- _Task to complete_: Write out exactly, and only, the lines from the one containing "Target: white mycelium at stem base" through the last line of the listing below.
Excerpted data: Begin
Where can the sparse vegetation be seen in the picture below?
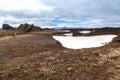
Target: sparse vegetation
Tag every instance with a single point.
(37, 56)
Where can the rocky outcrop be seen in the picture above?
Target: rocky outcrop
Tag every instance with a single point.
(7, 27)
(27, 27)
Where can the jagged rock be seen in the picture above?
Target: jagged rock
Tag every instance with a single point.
(27, 28)
(7, 27)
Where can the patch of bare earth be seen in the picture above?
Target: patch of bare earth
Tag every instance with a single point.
(39, 57)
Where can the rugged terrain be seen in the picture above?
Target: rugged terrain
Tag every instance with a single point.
(37, 56)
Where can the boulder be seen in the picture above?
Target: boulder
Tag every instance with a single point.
(7, 27)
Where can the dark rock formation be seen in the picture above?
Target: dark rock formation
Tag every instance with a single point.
(27, 28)
(7, 27)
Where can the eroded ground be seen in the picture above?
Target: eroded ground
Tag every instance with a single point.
(40, 57)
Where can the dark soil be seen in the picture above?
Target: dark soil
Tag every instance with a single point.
(40, 57)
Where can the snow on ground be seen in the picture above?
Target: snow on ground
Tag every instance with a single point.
(68, 34)
(84, 42)
(65, 30)
(85, 32)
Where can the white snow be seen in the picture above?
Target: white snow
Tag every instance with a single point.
(85, 32)
(84, 42)
(68, 34)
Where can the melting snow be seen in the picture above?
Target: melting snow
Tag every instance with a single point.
(84, 42)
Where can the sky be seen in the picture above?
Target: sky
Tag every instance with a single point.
(61, 13)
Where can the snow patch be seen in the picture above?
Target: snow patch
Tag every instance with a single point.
(84, 42)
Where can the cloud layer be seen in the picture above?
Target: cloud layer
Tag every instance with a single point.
(53, 13)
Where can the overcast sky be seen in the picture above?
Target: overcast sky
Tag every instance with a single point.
(53, 13)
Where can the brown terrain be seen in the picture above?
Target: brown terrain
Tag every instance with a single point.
(35, 55)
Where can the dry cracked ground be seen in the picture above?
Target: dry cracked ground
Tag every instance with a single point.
(40, 57)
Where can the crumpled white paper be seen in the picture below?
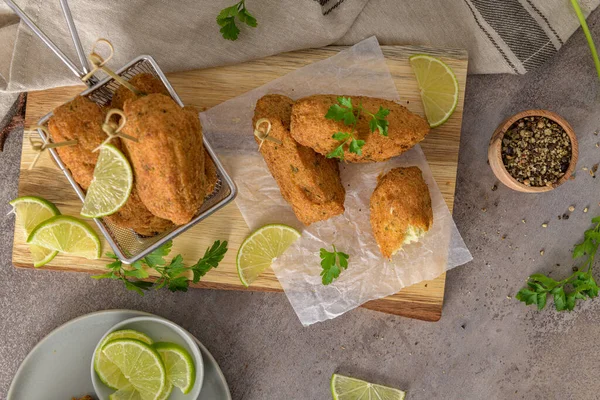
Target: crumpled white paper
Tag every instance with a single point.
(359, 70)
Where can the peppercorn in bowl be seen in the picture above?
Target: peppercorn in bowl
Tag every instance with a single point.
(533, 151)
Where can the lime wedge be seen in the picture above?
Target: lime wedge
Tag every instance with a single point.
(111, 186)
(127, 393)
(179, 364)
(439, 87)
(259, 250)
(140, 364)
(346, 388)
(68, 235)
(30, 212)
(108, 372)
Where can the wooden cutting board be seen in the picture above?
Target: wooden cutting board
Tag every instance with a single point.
(209, 87)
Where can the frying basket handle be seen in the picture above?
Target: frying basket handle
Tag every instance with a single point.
(79, 72)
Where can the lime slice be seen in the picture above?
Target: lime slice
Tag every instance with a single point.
(439, 88)
(140, 364)
(30, 212)
(111, 186)
(179, 364)
(346, 388)
(260, 249)
(127, 393)
(67, 234)
(108, 372)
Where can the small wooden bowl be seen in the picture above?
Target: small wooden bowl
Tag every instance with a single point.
(495, 151)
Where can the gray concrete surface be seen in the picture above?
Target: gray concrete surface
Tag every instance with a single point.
(486, 346)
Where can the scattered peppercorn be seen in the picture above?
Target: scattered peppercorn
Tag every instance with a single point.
(536, 151)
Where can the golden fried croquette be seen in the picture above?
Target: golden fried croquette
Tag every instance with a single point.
(401, 210)
(79, 119)
(310, 128)
(168, 159)
(307, 180)
(210, 170)
(144, 82)
(82, 119)
(134, 215)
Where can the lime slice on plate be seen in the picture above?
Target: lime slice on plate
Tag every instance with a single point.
(68, 235)
(30, 212)
(108, 372)
(140, 364)
(259, 250)
(179, 364)
(439, 87)
(346, 388)
(111, 186)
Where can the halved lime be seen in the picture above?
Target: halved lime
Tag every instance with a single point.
(111, 186)
(127, 393)
(259, 250)
(108, 372)
(439, 87)
(346, 388)
(68, 235)
(140, 364)
(179, 364)
(30, 212)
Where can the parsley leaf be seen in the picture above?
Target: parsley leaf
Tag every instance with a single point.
(332, 263)
(226, 20)
(346, 112)
(581, 285)
(173, 275)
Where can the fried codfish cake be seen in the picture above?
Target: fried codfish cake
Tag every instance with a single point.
(79, 119)
(82, 119)
(168, 159)
(310, 128)
(307, 180)
(401, 210)
(144, 82)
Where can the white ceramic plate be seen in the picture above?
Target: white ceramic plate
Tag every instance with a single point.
(58, 367)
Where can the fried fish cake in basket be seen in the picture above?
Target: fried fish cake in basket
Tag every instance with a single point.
(307, 180)
(82, 119)
(168, 159)
(144, 82)
(401, 210)
(310, 128)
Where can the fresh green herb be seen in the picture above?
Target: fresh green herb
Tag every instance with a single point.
(173, 275)
(346, 112)
(579, 286)
(588, 35)
(332, 263)
(226, 20)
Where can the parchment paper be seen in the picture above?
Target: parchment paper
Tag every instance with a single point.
(359, 70)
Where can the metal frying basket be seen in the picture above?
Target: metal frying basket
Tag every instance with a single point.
(127, 245)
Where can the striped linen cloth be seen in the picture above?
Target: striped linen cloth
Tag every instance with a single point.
(502, 36)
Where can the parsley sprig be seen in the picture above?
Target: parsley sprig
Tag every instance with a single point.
(226, 20)
(172, 275)
(346, 112)
(579, 286)
(332, 263)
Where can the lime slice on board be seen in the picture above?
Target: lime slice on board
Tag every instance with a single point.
(438, 85)
(346, 388)
(140, 364)
(179, 364)
(259, 250)
(111, 186)
(108, 372)
(30, 212)
(68, 235)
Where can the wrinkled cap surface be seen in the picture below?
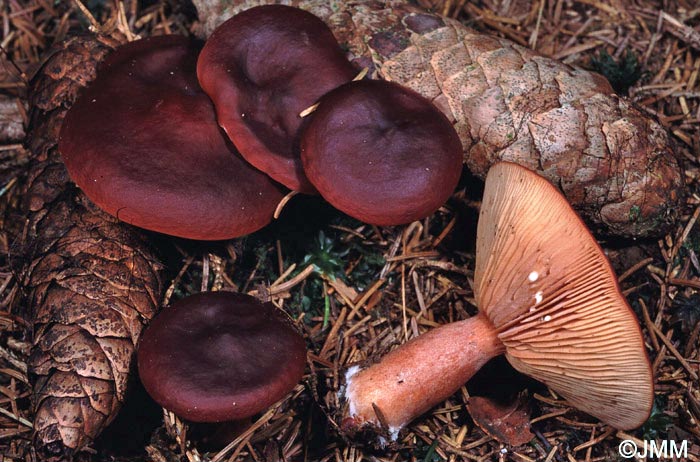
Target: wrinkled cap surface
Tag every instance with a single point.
(381, 153)
(262, 68)
(143, 143)
(548, 289)
(220, 356)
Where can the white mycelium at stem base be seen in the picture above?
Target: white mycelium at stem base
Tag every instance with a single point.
(548, 299)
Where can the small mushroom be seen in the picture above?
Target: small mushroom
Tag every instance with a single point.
(220, 357)
(143, 143)
(381, 153)
(548, 300)
(262, 68)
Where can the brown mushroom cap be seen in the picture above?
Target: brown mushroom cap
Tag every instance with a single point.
(220, 356)
(545, 284)
(381, 153)
(143, 143)
(262, 68)
(548, 300)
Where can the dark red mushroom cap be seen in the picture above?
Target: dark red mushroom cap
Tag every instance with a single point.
(381, 152)
(262, 68)
(220, 356)
(143, 143)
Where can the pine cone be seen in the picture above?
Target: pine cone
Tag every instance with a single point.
(90, 282)
(612, 162)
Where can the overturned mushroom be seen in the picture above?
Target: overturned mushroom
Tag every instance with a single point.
(381, 153)
(142, 142)
(548, 300)
(262, 68)
(220, 357)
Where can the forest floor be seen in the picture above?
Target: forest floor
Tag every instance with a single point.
(360, 290)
Excerpted data: End
- _Exercise solution_:
Target: white mycelium at stem base
Tag every instance with a single point.
(548, 299)
Where can the small mushroom be seen in the picture above?
Target: small mushroom
Tag every instance with a single point.
(220, 357)
(143, 143)
(381, 153)
(548, 300)
(262, 68)
Where can the brown mushroom cap be seen in the picture above?
Target: brown mushroom cap
Tag every instance with a single point.
(220, 356)
(545, 284)
(381, 153)
(143, 143)
(262, 68)
(548, 300)
Where can the dark red mushroom cap be seen in the picture above?
Target: dark red mushroom cap
Tag every instance with a single point.
(381, 152)
(262, 68)
(220, 356)
(143, 143)
Where can the pine cone be seen in the picture above?
Target: pine cone
Tag every instance with a single point.
(90, 282)
(612, 162)
Where can the overturned mushroom be seen in the picture above?
Target: overturned mushroom
Tag every instance with a single point.
(381, 153)
(142, 142)
(548, 300)
(262, 68)
(220, 357)
Where can the forest floor be seen in the picture above?
Target: forest floor
Tag every instance with a single point.
(360, 290)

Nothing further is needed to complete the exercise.